* EXERCISE PROMPT
All of the data needs to be repeated exactly.

──────────

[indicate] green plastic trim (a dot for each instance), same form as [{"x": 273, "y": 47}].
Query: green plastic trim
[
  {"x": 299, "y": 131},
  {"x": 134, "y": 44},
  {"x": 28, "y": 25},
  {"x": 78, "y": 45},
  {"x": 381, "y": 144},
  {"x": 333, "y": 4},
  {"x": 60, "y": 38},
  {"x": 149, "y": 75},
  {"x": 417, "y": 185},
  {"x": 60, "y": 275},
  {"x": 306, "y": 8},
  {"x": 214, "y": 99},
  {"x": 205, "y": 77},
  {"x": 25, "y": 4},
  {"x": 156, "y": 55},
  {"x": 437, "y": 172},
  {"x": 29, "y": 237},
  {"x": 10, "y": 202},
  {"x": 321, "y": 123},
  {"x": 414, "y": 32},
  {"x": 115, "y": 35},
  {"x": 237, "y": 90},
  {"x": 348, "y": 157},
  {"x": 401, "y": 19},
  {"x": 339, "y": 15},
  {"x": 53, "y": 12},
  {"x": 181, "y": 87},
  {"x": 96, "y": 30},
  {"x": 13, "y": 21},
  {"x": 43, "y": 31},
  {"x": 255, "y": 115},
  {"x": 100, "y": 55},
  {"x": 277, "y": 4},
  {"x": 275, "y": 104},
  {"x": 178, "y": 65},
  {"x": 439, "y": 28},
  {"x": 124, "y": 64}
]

──────────

* ANSWER SPACE
[indicate] green plastic trim (a dot for each instance), same form as [{"x": 273, "y": 47}].
Query: green plastic trim
[
  {"x": 299, "y": 131},
  {"x": 134, "y": 44},
  {"x": 28, "y": 25},
  {"x": 78, "y": 45},
  {"x": 381, "y": 144},
  {"x": 333, "y": 4},
  {"x": 60, "y": 38},
  {"x": 149, "y": 75},
  {"x": 417, "y": 185},
  {"x": 60, "y": 275},
  {"x": 306, "y": 8},
  {"x": 214, "y": 99},
  {"x": 205, "y": 77},
  {"x": 25, "y": 4},
  {"x": 156, "y": 55},
  {"x": 437, "y": 172},
  {"x": 29, "y": 237},
  {"x": 10, "y": 202},
  {"x": 321, "y": 123},
  {"x": 414, "y": 32},
  {"x": 115, "y": 35},
  {"x": 237, "y": 90},
  {"x": 348, "y": 157},
  {"x": 401, "y": 19},
  {"x": 339, "y": 15},
  {"x": 53, "y": 12},
  {"x": 181, "y": 87},
  {"x": 96, "y": 30},
  {"x": 13, "y": 21},
  {"x": 43, "y": 31},
  {"x": 255, "y": 115},
  {"x": 100, "y": 55},
  {"x": 277, "y": 4},
  {"x": 275, "y": 104},
  {"x": 178, "y": 65},
  {"x": 439, "y": 28},
  {"x": 124, "y": 64}
]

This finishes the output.